Python 101: iterators, generators, coroutines

In this post I’m going to be talking about what a generator is and how it compares to a coroutine, but to understand these two concepts (generators and coroutines) we’ll need to take a step back and understand the underlying concept of an Iterator.

Each section leads onto the next, so it’s best to read this post in the order the sections are defined. Unless you’re already familiar with earlier segments and prefer to jump ahead.

Summary

The summary of everything we’ll be discussing below is this:

Iterators let you iterate over your own custom object.
Generators are built upon Iterators (they reduce boilerplate).
Generator Expressions are even more concise Generators †
Coroutines are Generators, but their yield accepts values.
Coroutines can pause and resume execution (great for concurrency).

† think comprehensions.

Iterators

According to the official Python glossary, an ‘iterator’ is…

An object representing a stream of data.

Why use Iterators?

An interator is useful because it enables any custom object to be iterated over using the standard Python for-in syntax. This is ultimately how the internal list and dictionary types work, and how they allow for-in to iterate over them.

More importantly, an iterator (as we’ll discover) is very memory efficient and means there is only ever one element being handled at once. Thus you could have an iterator object that provides an infinite sequence of elements and you’ll never find your program exhausting its memory allocation.

Iterator Implementation

An iterator is (typically) an object that implements both the __iter__ and __next__ ‘dunder’ methods, although the __next__ method doesn’t have to be defined as part of the same object as where __iter__ is defined. Let me clarify…

An ‘iterator’ is really just a container of some data. This ‘container’ must have an __iter__ method which, according to the protocol documentation, should return an iterator object (i.e. something that has the __next__ method). It’s the __next__ method that moves forward through the relevant collection of data.

So you could design a single class that contains both the __iter__ and __next__ methods (like I demonstrate below), or you might want to have the __next__ method defined as part of a separate class (it’s up to you and whatever you feel works best for your project).

Note: the Python docs for collections.abc highlight the other ‘protocols’ that Python has and the various methods they require (see an earlier post of mine that discusses protocols + abstract classes in detail). If you’re unfamiliar with ‘dunder’ methods, then I’ll refer you to an excellent post: a guide to magic methods.

By implementing these two methods it enables Python to iterate over a ‘collection’. It doesn’t matter what the collection is, as long as the iterator object defines the behaviour that lets Python know how to iterate over it.

Iterator Example

Below is a contrived example that shows how to create such an object. In this example we pass in a list of strings to a class constructor and the class implements the relevant methods that allow for-in to iterate over that collection of data:

class Foo:
    def __init__(self, collection):
        self.collection = collection
        self.index = 0

    def __iter__(self):
        """

> [Tasks to complete]:
A. Using the iterators post, explain why an iterator can supply an infinite sequence of elements without the program running out of memory.
B. According to the iterators post, which two dunder methods does an iterator typically implement?

> [Listed entries]:
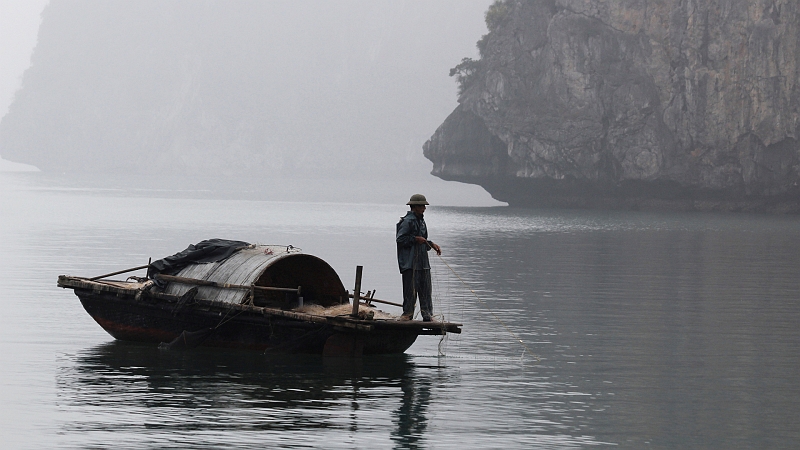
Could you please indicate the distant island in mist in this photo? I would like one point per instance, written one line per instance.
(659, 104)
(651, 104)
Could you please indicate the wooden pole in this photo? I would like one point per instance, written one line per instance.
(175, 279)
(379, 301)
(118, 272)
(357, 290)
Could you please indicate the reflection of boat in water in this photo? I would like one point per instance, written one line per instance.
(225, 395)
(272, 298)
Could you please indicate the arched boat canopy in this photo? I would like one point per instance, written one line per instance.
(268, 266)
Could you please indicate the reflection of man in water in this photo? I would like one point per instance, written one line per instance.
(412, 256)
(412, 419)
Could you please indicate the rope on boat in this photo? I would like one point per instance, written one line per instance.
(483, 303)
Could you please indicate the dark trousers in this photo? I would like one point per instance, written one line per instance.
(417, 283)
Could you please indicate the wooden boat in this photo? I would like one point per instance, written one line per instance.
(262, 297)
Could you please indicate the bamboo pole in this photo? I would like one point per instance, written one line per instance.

> [Task answers]:
A. An iterator is very memory efficient because only one element is ever handled at a time. So even an iterator that supplies an infinite sequence of elements never exhausts the program's memory allocation.

B. The __iter__ and __next__ methods.